Source extract
------------------------------------

Feature-based approaches have reached a relative maturity and some comparative evaluations of their performance have been carried out, such as [88] and [89]. These evaluations are useful to choose the most suitable extractor and descriptor to a specific application.

4.2. Methods Based on the Global Appearance of Scenes
4.2.1. General Issues

The approaches based on the global appearance of scenes work with the images as a whole, without extracting any local information. Each image is represented by means of a unique descriptor, which contains information on its global appearance. This kind of methods presents some advantages in dynamic and/or poorly structured environments, where it is difficult to extract stable characteristic features or regions from a set of scenes. These approaches lead to conceptually simpler algorithms since each scene is described by means of only one descriptor. Map creation and localization can be achieved just storing and comparing pairwise these descriptors. As a drawback, extracting metric relationships from this information is difficult; thus this family of techniques is usually employed to build topological maps (unless the visual information is combined with other sensory data, such as odometry). Despite their simplicity, several difficulties must be faced when using these techniques. Since no local information is extracted from the scenes, it is necessary to use any compression and description method that make the process computationally feasible. Nevertheless, the current image description and compression methods permit optimising the size of the databases to store the necessary information and carrying out the comparisons between scenes with a relative computational efficiency. Occasionally, these descriptors do not present invariance neither to changes in the robot orientation or in the lighting conditions nor to other changes in the environment (position of objects, doors, etc.). They will also experience some problems in environments where visual aliasing is present, which is a common phenomenon in indoor environments with repetitive visual structures.

In spite of these disadvantages, techniques based on global appearance constitute a systematic and intuitive alternative to solve the mapping and localization problems. In the works that make use of this approach, these tasks are usually addressed in two steps. The first step consists in creating a model of the environment. In this step, the robot captures a set of images and describes each of them by means of a unique descriptor and, from the information of these descriptors, a map is created and some relationships are established between images or robot poses. This step is known as learning phase. Once the environment has been modelled, in the second step, the robot carries out the localization by capturing an image, describing it, and comparing this descriptor with the descriptors previously stored in the model. This step is also known as test or auto-localization phase.

4.2.2. Global Appearance Descriptors

The key to the proper functioning of this kind of methods is in the global description algorithm used. Different alternatives can be found in the related literature. Some of the pioneer works on this approach were developed by Matsumoto et al. [90] and make a direct comparison between the pixels of a central region of the scenes using a correlation process. However, considering the high computational cost of this method, the authors started to build some descriptors that stored global information from the scenes, using depth information estimated through stereo divergence [91].

------------------------------------

Objective A
Answer these questions using the excerpt on global-appearance methods:
(i) What is the step in which the robot creates a model of the environment known as?
(ii) What kind of maps is this family of techniques usually employed to build?
(iii) Through what was the depth information used by Matsumoto et al. estimated?
Objective B
Rewrite the passage of the excerpt on global-appearance methods from "4.2.2. Global Appearance" up to and including "stereo divergence [91].", replacing "pioneer works" with "earliest works".
The data that comes next has no connection to the excerpt on global-appearance methods.

Dataset excerpt

------------------------------------

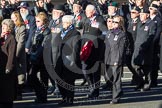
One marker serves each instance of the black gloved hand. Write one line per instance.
(7, 71)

------------------------------------

Expected output A
(i) The learning phase.
(ii) Topological maps.
(iii) Stereo divergence.

Expected output B
4.2.2. Global Appearance Descriptors

The key to the proper functioning of this kind of methods is in the global description algorithm used. Different alternatives can be found in the related literature. Some of the earliest works on this approach were developed by Matsumoto et al. [90] and make a direct comparison between the pixels of a central region of the scenes using a correlation process. However, considering the high computational cost of this method, the authors started to build some descriptors that stored global information from the scenes, using depth information estimated through stereo divergence [91].